Write out again the part of the records that opens with the line containing "cloud, that would be wonderful." and closes at the end of the records, requests included. In the answers, rescale every coordinate by 0.95 and round it to a whole number, with halves rounded up. Give only those lines.

Dataset rows:
-- START --

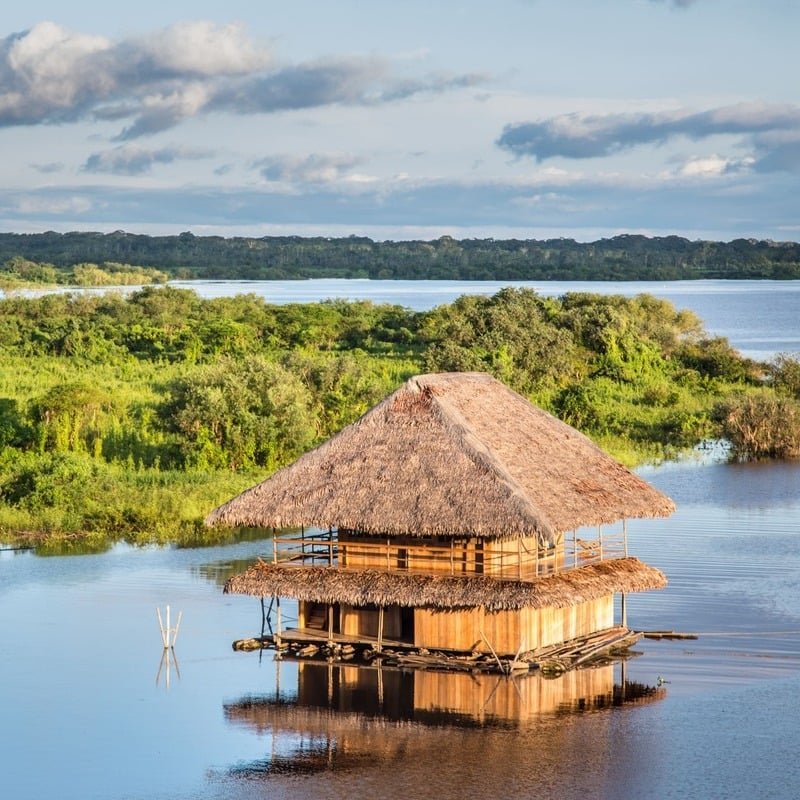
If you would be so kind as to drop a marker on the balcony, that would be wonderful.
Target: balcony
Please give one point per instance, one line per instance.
(512, 559)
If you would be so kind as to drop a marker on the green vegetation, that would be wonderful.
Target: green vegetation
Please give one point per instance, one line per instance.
(19, 273)
(131, 417)
(279, 257)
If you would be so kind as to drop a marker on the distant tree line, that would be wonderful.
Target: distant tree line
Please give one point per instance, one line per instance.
(626, 257)
(134, 416)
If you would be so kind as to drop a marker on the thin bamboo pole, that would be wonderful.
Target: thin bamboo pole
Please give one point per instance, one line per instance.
(379, 646)
(600, 537)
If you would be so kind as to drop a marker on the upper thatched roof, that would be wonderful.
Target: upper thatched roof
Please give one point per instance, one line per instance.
(383, 588)
(453, 454)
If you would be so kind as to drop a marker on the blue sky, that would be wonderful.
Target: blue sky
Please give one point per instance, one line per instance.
(525, 118)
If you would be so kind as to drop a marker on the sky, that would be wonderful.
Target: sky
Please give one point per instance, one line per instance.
(515, 118)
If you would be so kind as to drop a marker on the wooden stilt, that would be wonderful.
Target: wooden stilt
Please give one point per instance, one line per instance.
(600, 537)
(379, 645)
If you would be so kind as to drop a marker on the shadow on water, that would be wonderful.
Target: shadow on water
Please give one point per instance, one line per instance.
(343, 717)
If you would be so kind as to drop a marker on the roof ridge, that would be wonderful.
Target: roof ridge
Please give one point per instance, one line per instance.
(482, 455)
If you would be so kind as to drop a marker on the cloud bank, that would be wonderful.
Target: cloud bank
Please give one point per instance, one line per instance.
(51, 75)
(135, 160)
(773, 131)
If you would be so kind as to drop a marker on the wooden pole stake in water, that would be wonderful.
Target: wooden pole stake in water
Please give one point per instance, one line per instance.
(169, 635)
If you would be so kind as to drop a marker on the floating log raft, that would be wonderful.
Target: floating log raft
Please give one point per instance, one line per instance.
(610, 644)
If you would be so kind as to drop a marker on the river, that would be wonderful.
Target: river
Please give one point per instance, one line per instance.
(88, 710)
(760, 318)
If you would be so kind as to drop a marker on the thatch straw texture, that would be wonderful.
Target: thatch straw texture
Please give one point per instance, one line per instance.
(454, 454)
(446, 592)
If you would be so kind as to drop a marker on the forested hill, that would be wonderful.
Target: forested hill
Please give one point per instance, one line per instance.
(626, 257)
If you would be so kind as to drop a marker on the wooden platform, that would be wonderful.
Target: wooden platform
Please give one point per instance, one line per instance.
(611, 643)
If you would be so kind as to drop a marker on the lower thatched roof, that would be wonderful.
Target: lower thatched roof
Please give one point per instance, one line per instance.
(375, 587)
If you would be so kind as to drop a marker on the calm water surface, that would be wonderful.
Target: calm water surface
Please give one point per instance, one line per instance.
(760, 318)
(87, 711)
(86, 714)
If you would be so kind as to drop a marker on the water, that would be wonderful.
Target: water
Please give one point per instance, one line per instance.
(760, 318)
(84, 715)
(87, 712)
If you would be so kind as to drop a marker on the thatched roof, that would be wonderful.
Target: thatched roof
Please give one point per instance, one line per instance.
(453, 454)
(365, 587)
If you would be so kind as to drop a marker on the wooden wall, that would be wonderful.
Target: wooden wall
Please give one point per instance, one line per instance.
(364, 621)
(507, 630)
(443, 555)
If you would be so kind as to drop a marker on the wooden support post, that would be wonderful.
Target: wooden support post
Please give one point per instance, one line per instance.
(278, 629)
(379, 645)
(600, 537)
(263, 617)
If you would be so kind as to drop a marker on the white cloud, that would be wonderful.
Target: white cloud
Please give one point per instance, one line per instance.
(313, 169)
(49, 75)
(134, 160)
(582, 136)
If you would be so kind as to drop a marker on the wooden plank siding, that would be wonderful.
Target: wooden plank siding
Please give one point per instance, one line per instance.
(508, 558)
(507, 630)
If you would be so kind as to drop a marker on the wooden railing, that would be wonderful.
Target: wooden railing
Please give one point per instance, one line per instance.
(510, 559)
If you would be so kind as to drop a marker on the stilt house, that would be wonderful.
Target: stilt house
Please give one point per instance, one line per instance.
(454, 515)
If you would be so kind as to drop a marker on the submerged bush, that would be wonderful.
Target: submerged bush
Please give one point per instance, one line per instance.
(761, 425)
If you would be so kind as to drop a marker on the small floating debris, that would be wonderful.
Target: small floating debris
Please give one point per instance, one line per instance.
(668, 635)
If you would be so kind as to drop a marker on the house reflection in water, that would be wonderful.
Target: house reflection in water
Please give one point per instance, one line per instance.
(343, 716)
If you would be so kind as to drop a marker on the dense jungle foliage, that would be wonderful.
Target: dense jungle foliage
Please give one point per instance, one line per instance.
(134, 416)
(18, 272)
(627, 257)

-- END --

TASK RESPONSE:
If you would be so kind as to drop a marker on the white cloud, that would be wonderful.
Target: white cloud
Please give one point per instance, one line per instance.
(297, 161)
(47, 71)
(127, 152)
(553, 129)
If you would be so kind as to drop a marker on the wooden plank siding, that would be wonderful.
Target: wooden plank siding
Please give one point per instance, one line per instance.
(483, 530)
(482, 599)
If you would be so kind as to drop a marker on the wooden railing, that would be wonderful.
Target: wooden railing
Please give one point per instance, one line per instance.
(485, 531)
If you would be so kind as to drop a marker on the stilt house, that would be wonderful.
Target: stilt house
Please give one point per instance, one line per instance.
(431, 489)
If you would be so kind as to drop a marker on the submerged bush, that would be wonderful.
Target: submerged bush
Please give one point per instance, one line per instance.
(723, 404)
If you would be so kind as to drop a marker on the small floating debris, that would be wonderful.
Target: small floating debris
Please give one point per instance, one line per instance.
(635, 603)
If you would be so kind as to drop a marker on the house reflection in water, that would be wonderful.
Target: house reflection in water
Please give one point per instance, one line per instance.
(326, 680)
If you would be so kind as to drop a marker on the dense jungle foliage, that would be wonderful.
Target: dense jungle foliage
Please give one point per instance, one line per instance.
(127, 395)
(17, 258)
(596, 244)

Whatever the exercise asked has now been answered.